# [Fragmento del texto]
+===+
Regresé al mediodía. Durante una hora no pasó nadie al bar excepto mi tío, que después de haber superado uno poco agresivo de colón un tanto ramificado en la vejiga está tratándose una especie de cáncer fantasma no exento de "suaves" sesiones de quimio y radio por recomendación médica que por el momento no le causan mucho trastorno. El jueves le harán un TAC para ver como va el asunto, si sigue sin haber nada más que sospechas, algo más o nada de nada, que uno ya no sabe por donde atinar.
Salí de la barra y me senté con él.
- Cuando te entra el bicho -dijo- ya no se va. Siempre está rondando-
No dije nada. Le dejé hablar. Me guardé de comentarle lo de Jose Luis aunque ya se habrá enterado. Tiene 73 años aunque dice 74. A mi padre le pasaba igual. Es curioso como los viejos se añaden años. Puntúan como cumplido el que está en curso.
Echa de menos las erecciones. Ríe y dice que tiene la polla como un bígaro. "Aunque ya no haga nada pero joder, al menos tener una erección de vez en cuando..." Aquí le contesté que se iría arreglando, cosa que no le cuadró mucho.
Las cañas pasaron espectrales, mirando el teléfono entre algún que otro tercio para los cuatro penitentes habituales del fondo del salón, jugadores consumados de toda la vida que todavía están en el tiempo de hacer negocios entre comidas en restaurantes buenos y cubalibres rodeados de lindas señoritas. Se fueron a comer y al rato llegó mi amiga.
Venía de acondicionar a la vieja que cuida por horas, una pianista retirada e impedida que tiene terminantemente prohibido que nadie toque el espléndido piano del salón, cosa fácil pues aparte de ella sólo está el marido, un hombre diez años menor, músico también y más raro que un perro verde. Y mi amiga no es precisamente de las que les gustan tocar un piano. Y menos si con ello se juega la muy generosa paga semanal de la señora.
+===+
# [Datos proporcionados]
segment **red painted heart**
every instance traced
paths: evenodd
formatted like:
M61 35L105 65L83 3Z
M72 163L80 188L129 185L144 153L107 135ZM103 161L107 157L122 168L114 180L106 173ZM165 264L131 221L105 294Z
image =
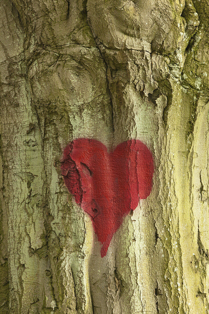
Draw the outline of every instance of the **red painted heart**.
M62 173L69 192L90 216L106 254L123 218L150 193L152 153L138 140L130 140L108 152L98 141L78 138L65 149Z

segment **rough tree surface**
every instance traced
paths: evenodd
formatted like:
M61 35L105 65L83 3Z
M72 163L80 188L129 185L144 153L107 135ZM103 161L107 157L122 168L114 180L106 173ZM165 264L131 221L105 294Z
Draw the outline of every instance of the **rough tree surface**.
M209 3L1 0L0 312L209 311ZM105 256L69 193L79 138L152 152Z

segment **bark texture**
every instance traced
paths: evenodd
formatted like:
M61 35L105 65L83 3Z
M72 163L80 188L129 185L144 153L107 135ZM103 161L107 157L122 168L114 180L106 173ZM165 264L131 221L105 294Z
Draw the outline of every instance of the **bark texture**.
M1 0L0 312L209 311L206 0ZM61 175L75 138L153 152L107 255Z

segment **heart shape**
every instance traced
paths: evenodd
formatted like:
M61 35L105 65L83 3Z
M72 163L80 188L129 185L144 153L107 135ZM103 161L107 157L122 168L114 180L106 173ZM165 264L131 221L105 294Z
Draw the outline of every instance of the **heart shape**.
M123 217L150 194L152 154L139 140L108 152L98 141L79 138L65 149L61 168L68 191L91 217L103 257Z

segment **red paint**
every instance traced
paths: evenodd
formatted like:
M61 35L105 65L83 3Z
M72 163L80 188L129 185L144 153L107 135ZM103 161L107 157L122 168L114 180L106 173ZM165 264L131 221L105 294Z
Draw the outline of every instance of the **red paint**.
M98 141L78 138L65 149L61 168L68 191L91 217L103 257L123 218L150 193L152 153L138 140L108 153Z

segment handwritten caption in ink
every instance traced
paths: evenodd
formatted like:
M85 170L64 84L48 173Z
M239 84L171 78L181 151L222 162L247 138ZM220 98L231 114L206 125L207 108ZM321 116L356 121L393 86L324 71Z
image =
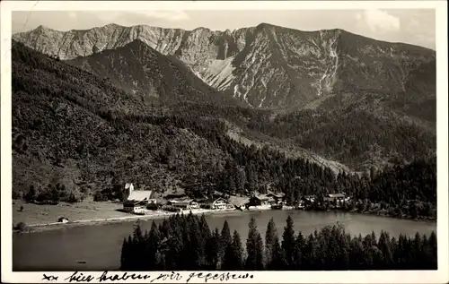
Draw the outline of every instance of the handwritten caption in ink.
M154 276L155 275L155 276ZM167 273L159 274L145 274L145 273L128 273L128 272L110 272L105 271L99 277L94 277L92 274L85 272L75 271L72 275L63 280L64 282L114 282L114 281L126 281L126 280L148 280L149 283L154 281L177 281L189 283L190 281L200 280L207 283L209 280L218 280L222 282L230 280L245 280L253 279L254 275L247 272L189 272L189 275L181 275L179 272L172 271ZM44 281L57 281L58 276L43 274L42 280Z

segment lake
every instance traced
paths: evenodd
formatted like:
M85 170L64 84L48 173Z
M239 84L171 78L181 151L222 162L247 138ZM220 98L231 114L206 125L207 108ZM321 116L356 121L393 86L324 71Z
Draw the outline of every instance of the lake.
M338 221L351 235L382 230L392 237L400 234L413 236L416 232L429 235L436 232L436 223L383 218L339 211L232 211L225 214L207 215L211 229L221 231L224 219L228 220L231 233L236 229L242 237L248 234L248 223L254 216L259 231L265 237L267 224L274 219L279 237L290 215L295 221L295 231L309 235L314 229ZM144 229L150 229L153 220L142 221ZM154 220L160 223L162 220ZM83 226L31 234L13 234L13 270L18 271L96 271L118 270L123 238L132 233L134 222ZM244 244L244 243L243 243ZM78 263L85 262L85 263Z

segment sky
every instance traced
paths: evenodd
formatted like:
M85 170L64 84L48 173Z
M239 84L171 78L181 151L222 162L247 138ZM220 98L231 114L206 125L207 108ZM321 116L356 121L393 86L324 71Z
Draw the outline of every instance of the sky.
M436 49L436 13L431 9L277 10L277 11L34 11L13 12L13 32L44 25L57 30L88 30L109 23L145 24L225 30L267 22L301 30L342 29L392 42Z

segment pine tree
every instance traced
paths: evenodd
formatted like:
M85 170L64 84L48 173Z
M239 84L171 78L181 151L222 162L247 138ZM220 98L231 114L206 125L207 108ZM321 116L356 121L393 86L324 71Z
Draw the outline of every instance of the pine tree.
+===+
# [Preguntas de estudio]
1. Copia el fragmento desde "Las cañas pasaron" hasta "llegó mi amiga.", ambos incluidos, y reemplaza "teléfono" por "móvil".
2. Según el fragmento, ¿cuántos años tiene el tío?
3. Según el fragmento, ¿por qué es fácil que se respete la prohibición de tocar el piano del salón?

# [Soluciones]
1.
Las cañas pasaron espectrales, mirando el móvil entre algún que otro tercio para los cuatro penitentes habituales del fondo del salón, jugadores consumados de toda la vida que todavía están en el tiempo de hacer negocios entre comidas en restaurantes buenos y cubalibres rodeados de lindas señoritas. Se fueron a comer y al rato llegó mi amiga.

2. Tiene 73 años, aunque él dice 74.

3. Es fácil porque, aparte de la pianista, en la casa solo está su marido. Además, a la amiga no le gusta tocar un piano, y menos si con ello se juega la generosa paga semanal de la señora.